Enunciado 1: ¿Puedes actualizar las líneas de las entradas comprendidas entre la que contiene "robayo in the given photograph." y la que contiene "372;253;512;290", ambas incluidas, sustituyendo "photograph" por "image"? Devuelve solo esas líneas y deja todo lo demás sin cambios.

Como la estancia fue corta y el trabajo intenso, pero muy gratificante, no tuve mucho tiempo para hacer turismo. Pude, por suerte, visitar el monasterio ortodoxo de la localidad de Rila, a dos horas de viaje en coche desde Sofía, un hermoso edificio de paredes encaladas y decoradas con vistosas cenefas en color teja, protegido por majestuosas montañas. Aparte de esa breve escapada, el resto del poco tiempo libre lo dediqué a conocer Sofía, una ciudad pequeña, con un centro histórico abarcable a pie y que me sorprendió por encima de mis expectativas.

Información proporcionada:
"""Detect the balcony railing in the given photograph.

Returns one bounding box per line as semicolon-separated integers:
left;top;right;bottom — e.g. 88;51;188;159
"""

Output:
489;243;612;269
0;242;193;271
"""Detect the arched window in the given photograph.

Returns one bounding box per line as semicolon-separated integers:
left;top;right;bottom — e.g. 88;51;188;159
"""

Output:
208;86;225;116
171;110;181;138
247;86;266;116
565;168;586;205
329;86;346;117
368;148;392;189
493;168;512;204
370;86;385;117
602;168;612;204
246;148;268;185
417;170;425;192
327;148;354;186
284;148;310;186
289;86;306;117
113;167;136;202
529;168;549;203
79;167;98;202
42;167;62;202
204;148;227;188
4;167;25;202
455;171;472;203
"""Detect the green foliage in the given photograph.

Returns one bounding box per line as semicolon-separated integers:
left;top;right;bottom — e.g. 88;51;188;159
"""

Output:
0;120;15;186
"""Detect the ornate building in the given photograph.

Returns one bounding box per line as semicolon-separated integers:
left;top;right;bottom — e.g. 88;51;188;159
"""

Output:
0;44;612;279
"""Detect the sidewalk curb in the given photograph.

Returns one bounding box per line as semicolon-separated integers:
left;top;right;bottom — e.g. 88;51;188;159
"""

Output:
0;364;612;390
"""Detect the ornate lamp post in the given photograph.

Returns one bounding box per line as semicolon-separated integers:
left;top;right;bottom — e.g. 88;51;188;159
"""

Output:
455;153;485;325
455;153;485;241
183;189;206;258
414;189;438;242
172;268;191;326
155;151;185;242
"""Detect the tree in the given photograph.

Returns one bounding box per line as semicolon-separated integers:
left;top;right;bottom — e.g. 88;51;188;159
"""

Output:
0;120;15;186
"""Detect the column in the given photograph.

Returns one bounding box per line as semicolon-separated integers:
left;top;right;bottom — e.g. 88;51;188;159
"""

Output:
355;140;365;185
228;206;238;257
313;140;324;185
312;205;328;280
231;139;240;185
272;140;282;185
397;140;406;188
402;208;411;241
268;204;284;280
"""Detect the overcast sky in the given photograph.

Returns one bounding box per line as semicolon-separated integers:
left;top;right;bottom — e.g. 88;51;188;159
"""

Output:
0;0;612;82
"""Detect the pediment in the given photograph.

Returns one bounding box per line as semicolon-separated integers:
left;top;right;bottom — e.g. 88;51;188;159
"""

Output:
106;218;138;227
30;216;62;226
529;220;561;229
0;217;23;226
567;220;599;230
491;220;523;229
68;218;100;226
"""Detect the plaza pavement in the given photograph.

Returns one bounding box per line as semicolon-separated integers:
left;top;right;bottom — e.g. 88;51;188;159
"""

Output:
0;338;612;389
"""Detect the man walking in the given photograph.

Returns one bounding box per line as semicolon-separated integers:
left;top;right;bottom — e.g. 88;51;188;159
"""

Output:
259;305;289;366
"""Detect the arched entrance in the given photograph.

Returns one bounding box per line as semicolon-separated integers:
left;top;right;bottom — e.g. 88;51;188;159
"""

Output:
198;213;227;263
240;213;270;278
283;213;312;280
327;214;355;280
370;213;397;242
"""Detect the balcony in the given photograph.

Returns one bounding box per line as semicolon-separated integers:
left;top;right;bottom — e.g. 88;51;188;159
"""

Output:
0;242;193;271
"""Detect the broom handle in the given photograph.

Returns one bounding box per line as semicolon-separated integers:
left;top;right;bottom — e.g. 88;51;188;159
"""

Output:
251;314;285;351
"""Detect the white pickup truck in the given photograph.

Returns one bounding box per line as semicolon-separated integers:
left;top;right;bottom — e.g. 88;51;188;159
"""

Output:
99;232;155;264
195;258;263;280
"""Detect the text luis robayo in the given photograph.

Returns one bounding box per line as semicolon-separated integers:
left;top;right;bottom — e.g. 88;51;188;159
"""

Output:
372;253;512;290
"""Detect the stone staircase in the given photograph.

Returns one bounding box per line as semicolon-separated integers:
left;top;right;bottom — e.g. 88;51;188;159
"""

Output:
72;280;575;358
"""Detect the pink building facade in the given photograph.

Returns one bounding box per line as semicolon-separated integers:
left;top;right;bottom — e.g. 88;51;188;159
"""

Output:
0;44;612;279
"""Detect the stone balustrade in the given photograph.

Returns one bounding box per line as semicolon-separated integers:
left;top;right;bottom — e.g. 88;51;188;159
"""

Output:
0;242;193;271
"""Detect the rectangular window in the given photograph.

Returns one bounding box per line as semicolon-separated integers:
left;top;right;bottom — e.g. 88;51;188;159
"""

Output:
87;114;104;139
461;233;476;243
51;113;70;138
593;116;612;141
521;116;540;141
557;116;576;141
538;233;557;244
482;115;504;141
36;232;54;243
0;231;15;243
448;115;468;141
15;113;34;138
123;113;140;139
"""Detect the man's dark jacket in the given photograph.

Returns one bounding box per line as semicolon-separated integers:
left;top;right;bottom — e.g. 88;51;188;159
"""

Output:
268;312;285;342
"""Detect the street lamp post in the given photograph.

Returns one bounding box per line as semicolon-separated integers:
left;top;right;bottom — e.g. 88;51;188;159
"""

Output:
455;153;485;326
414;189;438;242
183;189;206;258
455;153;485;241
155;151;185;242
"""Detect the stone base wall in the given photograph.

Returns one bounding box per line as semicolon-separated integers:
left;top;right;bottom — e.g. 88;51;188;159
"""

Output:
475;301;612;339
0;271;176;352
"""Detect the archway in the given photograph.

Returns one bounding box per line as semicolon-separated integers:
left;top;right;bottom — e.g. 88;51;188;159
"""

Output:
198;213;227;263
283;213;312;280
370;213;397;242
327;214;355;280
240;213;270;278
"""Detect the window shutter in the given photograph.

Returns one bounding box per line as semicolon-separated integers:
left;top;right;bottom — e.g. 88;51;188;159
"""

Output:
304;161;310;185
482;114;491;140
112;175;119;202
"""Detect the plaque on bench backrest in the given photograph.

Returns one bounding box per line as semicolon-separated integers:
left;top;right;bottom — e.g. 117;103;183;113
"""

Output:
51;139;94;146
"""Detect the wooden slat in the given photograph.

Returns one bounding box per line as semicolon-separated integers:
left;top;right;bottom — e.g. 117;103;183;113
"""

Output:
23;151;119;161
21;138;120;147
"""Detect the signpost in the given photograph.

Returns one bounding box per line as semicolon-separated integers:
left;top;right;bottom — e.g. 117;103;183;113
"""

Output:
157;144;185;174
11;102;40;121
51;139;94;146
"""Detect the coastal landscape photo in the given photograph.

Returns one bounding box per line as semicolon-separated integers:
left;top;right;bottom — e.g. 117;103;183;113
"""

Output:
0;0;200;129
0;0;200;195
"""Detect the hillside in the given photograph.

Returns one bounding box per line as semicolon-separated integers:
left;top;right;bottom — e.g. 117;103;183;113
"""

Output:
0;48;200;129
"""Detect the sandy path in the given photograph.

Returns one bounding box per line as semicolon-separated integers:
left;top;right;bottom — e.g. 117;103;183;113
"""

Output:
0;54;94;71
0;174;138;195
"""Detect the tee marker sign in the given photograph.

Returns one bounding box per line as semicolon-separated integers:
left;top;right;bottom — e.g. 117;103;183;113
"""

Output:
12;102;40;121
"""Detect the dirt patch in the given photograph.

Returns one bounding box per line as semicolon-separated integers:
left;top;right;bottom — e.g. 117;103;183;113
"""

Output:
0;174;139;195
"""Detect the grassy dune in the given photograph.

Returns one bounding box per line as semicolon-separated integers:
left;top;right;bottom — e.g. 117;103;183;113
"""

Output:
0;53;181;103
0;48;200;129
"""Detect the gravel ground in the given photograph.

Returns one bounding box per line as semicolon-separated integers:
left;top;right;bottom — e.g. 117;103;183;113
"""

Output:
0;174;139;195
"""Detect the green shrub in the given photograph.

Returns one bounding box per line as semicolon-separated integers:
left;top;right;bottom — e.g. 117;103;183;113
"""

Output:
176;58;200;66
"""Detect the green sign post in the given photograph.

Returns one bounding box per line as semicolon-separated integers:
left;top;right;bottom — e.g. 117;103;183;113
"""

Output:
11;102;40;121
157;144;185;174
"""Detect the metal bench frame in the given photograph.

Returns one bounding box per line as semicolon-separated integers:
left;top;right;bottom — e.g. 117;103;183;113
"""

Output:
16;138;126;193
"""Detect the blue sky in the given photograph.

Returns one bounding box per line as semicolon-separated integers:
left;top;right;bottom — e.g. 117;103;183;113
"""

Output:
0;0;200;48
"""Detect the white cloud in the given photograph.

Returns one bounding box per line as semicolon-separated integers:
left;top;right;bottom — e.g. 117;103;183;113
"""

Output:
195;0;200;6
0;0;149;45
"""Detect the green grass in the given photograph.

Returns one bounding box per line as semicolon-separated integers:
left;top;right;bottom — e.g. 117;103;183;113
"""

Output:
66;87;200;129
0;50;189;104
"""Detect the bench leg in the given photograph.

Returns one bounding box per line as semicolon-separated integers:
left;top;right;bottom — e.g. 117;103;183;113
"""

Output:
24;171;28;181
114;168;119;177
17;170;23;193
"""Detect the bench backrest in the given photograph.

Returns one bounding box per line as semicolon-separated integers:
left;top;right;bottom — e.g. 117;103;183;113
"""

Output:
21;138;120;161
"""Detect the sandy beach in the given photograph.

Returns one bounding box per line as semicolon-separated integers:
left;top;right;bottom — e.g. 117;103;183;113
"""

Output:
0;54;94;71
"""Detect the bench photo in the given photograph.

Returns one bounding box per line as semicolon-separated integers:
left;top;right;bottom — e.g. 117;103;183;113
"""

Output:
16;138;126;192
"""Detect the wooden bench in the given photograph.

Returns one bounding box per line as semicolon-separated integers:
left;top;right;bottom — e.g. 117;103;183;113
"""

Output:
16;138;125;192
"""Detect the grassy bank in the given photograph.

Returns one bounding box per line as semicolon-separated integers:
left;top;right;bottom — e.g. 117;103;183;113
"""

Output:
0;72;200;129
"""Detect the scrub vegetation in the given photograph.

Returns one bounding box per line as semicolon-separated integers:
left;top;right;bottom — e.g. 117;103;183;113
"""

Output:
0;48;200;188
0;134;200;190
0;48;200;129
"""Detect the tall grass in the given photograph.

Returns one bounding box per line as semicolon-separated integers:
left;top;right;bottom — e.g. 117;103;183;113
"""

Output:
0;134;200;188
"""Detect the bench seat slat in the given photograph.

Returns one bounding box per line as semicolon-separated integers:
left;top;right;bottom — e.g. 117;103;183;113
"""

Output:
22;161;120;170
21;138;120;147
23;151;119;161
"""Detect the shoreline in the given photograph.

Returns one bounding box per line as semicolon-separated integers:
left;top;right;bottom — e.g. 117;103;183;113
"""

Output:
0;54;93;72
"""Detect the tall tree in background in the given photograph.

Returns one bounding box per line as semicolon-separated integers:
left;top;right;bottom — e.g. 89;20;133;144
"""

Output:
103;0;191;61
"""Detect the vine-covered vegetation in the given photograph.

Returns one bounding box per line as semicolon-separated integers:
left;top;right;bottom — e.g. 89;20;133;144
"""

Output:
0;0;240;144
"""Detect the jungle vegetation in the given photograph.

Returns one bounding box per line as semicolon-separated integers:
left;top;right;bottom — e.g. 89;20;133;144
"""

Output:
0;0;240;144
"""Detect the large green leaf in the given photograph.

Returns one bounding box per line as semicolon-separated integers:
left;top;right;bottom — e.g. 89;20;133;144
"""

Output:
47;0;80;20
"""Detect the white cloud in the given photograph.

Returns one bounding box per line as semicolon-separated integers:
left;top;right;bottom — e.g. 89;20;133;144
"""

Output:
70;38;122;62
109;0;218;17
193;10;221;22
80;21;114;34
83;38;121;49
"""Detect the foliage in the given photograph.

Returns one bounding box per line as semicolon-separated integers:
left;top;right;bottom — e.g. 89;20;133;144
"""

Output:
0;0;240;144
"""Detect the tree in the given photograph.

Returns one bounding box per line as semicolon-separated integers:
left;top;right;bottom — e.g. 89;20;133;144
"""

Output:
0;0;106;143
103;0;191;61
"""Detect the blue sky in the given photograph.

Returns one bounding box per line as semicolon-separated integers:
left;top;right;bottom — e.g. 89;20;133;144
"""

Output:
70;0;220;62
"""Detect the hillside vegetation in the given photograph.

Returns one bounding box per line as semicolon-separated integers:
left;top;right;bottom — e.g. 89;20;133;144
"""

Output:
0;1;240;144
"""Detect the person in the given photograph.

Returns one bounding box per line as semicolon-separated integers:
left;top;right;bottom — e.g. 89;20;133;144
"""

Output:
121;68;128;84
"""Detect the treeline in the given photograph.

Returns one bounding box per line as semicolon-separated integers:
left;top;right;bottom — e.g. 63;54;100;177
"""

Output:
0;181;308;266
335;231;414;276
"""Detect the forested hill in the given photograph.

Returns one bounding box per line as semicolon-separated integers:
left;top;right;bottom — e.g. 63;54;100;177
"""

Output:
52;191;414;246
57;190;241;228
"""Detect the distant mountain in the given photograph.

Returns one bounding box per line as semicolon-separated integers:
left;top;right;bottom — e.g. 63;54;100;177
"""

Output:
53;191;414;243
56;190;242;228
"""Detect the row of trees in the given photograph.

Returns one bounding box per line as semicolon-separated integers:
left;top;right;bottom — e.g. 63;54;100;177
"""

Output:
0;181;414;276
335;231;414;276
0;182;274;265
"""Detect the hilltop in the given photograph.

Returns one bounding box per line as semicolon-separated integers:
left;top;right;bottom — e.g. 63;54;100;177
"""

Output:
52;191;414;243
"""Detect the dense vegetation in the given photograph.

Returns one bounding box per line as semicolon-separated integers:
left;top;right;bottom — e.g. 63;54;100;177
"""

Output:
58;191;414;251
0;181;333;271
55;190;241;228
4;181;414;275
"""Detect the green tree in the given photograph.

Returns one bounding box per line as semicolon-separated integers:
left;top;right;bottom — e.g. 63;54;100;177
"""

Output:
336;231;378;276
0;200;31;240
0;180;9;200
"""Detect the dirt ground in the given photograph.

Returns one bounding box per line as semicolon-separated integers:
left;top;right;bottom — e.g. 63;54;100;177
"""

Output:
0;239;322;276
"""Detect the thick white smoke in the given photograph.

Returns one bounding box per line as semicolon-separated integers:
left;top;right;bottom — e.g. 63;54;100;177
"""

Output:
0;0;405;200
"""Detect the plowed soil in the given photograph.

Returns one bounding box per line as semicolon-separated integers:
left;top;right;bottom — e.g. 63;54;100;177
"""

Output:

Enunciado 2: ¿Cómo seguiría el relato sobre la estancia en Sofía después de su última frase?

Respuesta 1:
"""Detect the text luis robayo in the given image.

Returns one bounding box per line as semicolon-separated integers:
left;top;right;bottom — e.g. 88;51;188;159
"""

Output:
372;253;512;290

Respuesta 2:
Ahora Bulgaria ya no me parece tan lejana y tengo la impresión de que pronto volveré a visitarla para seguir descubriendo sus secretos. Se ha vuelto más atractiva también porque ahora sé que allí, gracias a la inmensa labor de la Consejería de Educación en Sofía, late un corazón en español. Y porque, además, me he encontrado con gente muy amable, muy acogedora y muy agradecida por la oportunidad de poder estrechar vínculos con España y los españoles.
A menudo en los viajes, según mi experiencia, la impronta que uno se trae de vuelta a casa es más histórica y paisajística, pero en este caso yo siento con mayor fuerza la huella humana que los búlgaros han dejado en mí.
Bulgaria es un país, con un gran corazón, no tan lejos de España.